### Textauszug
# Age of Empires 4 ??



## Guffel120 (23. Mai 2012)

Hey Leute 
Ich wollte mal fragen, ob einer von euch irgendwelche Informationen über Age of Empires 4 hat. Wird es eins geben? Wenn ja wann? 
Das letzte AOE ist ja jetz schon ne Weile her.
Weiß jemand was darüber?

LG Guffel120


----------



## taks (23. Mai 2012)

Wer google benutzen kann ist klar im Vorteil.

Erster Treffer bei Google zu "Age Of Empire 4"...


----------



## Guffel120 (23. Mai 2012)

Das hatte ich auch schon gefunden .. aber danke 
Ich wollte nur wissen ob es nach einem Jahr schon vielleicht etwas Konkreteres gibt, da AOE Online ja auch schon seit 6 Monaten fertig ist


----------



## Shiny49 (28. Mai 2012)

Naja, die Entwickler von Essemble Studios haben die ja gefeuert. Von daher könnte es dann ein völlig anderes Spiel werden.


----------



## ich111 (28. Mai 2012)

Aoe r.i.p.


----------



## jo214 (29. Mai 2012)

Spiel doch einfach AOE I und II das sind und bleiben eh die besten AOE Teile die es geben wird !


----------



## ich111 (29. Mai 2012)

Ich finde Aoe3 auch nicht schlecht. In AoE2 stört mich das massive verschanzen hinter den ganzen Türmen


----------



## Jwps (2. Juni 2012)

Weiß man denn schon mehr von dem Release-datum?


----------

### Schriftliche Aufgabe
Schreib den Abschnitt aus dem Forumsthread zu Age of Empires 4 ab, beginnend bei "## ich111 (29." und endend bei "(2. Juni 2012)", und benenne dabei "Aoe3" in "Age of Empires 3" um. Die Einträge haben hiermit nichts zu tun.

Einträge aus dem Segmentierungsdatensatz:
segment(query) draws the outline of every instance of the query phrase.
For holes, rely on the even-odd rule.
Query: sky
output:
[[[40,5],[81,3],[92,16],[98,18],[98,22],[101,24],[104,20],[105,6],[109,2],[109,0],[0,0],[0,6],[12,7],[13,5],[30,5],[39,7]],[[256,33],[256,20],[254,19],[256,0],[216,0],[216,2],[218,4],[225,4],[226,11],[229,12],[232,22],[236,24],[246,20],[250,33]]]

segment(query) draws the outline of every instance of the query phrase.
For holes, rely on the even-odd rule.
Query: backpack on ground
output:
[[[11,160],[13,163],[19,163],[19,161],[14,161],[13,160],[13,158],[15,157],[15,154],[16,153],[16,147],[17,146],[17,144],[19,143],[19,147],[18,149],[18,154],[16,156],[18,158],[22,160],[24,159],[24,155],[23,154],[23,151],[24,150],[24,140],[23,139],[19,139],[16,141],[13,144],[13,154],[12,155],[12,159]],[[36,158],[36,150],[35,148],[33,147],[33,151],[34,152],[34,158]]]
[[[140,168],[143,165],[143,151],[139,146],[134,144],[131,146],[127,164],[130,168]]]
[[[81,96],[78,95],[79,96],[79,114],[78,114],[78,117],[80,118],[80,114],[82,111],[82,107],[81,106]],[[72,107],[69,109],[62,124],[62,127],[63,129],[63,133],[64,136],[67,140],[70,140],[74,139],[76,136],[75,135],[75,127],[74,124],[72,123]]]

### Ergebnis der Übung
## ich111 (29. Mai 2012)

Ich finde Age of Empires 3 auch nicht schlecht. In AoE2 stört mich das massive verschanzen hinter den ganzen Türmen


----------



## Jwps (2. Juni 2012)